■ YOUR OBJECTIVE: From the listing below, gather each line that contains the word "folding" and copy those lines in full.

■ RECORDS FOR THE TASK:
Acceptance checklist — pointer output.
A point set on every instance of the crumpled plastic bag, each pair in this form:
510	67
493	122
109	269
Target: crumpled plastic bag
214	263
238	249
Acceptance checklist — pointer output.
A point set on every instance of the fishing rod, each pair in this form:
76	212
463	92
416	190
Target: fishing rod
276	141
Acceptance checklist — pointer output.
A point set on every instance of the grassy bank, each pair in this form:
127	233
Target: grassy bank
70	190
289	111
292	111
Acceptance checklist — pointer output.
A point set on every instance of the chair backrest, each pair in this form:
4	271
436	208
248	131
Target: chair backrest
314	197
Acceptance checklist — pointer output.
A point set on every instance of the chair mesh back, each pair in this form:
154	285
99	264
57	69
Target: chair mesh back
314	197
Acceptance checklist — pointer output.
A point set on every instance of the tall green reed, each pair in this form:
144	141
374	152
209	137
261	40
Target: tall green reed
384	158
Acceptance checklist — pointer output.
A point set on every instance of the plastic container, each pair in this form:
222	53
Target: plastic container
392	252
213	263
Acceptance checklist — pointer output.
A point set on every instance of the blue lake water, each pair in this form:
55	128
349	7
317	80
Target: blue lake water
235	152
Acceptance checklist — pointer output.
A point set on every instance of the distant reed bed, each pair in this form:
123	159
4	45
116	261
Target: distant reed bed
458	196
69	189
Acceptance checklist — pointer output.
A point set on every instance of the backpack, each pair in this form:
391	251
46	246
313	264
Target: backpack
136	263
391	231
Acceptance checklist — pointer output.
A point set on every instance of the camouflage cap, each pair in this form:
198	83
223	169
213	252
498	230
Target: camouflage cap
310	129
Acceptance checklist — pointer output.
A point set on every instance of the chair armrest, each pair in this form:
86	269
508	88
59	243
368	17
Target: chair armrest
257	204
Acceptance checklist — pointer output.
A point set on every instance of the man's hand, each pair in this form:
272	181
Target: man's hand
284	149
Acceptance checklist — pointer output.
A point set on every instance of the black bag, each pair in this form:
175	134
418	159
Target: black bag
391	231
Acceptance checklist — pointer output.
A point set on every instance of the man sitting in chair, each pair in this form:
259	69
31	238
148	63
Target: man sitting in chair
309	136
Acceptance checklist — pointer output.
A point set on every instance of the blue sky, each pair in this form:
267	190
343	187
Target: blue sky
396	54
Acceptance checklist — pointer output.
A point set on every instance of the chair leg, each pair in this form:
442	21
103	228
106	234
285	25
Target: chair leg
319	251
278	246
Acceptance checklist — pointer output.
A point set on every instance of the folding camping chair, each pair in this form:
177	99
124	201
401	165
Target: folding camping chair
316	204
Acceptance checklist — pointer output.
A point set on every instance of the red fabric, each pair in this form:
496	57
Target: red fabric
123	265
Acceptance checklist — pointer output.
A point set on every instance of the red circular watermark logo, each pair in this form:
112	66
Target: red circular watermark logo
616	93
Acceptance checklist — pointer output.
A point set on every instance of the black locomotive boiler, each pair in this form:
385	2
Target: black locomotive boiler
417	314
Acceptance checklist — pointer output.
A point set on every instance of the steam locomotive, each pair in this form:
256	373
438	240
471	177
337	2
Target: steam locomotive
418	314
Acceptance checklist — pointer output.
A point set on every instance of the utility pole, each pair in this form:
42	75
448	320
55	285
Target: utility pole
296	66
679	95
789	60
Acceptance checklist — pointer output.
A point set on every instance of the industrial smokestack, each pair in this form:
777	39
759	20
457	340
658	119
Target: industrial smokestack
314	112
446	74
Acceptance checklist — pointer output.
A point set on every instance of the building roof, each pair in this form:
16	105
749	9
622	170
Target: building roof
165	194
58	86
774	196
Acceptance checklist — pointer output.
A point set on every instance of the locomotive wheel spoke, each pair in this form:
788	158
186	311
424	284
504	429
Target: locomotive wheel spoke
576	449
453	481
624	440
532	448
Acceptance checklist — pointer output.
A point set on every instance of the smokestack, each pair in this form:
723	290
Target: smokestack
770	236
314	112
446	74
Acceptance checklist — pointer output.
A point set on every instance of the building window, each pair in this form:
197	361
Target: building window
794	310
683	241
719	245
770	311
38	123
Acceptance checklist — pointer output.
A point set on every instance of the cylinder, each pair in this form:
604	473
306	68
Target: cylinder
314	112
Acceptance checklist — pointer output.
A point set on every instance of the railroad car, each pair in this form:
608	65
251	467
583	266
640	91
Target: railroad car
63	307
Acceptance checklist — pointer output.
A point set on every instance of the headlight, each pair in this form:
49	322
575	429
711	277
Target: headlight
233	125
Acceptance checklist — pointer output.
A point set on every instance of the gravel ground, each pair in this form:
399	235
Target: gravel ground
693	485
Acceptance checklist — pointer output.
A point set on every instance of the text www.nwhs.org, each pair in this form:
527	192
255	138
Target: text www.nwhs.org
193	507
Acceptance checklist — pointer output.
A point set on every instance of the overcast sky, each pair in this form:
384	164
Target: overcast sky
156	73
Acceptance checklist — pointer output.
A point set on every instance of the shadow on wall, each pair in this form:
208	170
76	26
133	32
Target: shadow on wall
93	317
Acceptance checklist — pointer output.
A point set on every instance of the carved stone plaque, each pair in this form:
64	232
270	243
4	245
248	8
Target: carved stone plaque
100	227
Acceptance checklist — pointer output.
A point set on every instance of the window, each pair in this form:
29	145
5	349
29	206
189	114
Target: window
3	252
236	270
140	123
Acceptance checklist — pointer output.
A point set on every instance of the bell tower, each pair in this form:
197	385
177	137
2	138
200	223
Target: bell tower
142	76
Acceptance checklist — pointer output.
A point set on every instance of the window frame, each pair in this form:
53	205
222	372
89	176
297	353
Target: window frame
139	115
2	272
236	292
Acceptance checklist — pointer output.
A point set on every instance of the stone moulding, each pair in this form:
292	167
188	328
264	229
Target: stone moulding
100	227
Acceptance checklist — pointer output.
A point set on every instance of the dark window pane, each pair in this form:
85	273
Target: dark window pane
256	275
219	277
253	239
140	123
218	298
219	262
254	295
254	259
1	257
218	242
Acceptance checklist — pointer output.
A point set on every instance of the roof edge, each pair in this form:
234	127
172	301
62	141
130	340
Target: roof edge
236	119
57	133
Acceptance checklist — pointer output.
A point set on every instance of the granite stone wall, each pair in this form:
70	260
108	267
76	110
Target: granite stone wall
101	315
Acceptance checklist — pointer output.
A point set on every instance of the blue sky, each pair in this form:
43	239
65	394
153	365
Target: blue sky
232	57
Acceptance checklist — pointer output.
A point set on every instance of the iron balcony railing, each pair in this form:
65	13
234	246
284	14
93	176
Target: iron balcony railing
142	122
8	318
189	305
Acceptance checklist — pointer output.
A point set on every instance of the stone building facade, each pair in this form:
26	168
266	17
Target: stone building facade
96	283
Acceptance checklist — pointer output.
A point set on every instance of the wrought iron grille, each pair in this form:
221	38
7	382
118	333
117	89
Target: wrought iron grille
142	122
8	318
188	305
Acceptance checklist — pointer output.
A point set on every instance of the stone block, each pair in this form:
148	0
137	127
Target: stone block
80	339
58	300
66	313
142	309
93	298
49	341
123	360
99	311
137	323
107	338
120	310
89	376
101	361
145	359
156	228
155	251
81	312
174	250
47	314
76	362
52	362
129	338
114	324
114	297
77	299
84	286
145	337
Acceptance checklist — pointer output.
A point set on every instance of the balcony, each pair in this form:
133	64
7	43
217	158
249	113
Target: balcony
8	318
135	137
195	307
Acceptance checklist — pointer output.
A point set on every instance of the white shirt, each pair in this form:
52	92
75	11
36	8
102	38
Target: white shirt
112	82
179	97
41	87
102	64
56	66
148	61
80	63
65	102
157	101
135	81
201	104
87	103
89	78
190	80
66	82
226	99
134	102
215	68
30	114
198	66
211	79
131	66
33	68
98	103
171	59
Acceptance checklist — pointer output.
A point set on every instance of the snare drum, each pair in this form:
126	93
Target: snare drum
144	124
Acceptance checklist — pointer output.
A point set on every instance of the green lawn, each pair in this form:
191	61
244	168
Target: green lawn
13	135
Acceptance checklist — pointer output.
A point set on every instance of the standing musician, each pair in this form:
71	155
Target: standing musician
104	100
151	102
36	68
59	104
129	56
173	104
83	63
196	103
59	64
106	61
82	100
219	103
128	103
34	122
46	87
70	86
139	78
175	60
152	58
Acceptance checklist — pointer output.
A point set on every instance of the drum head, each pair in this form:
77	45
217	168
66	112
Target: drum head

■ THE SOLUTION:
A point set on every instance of the folding camping chair, each pair in this form:
Target: folding camping chair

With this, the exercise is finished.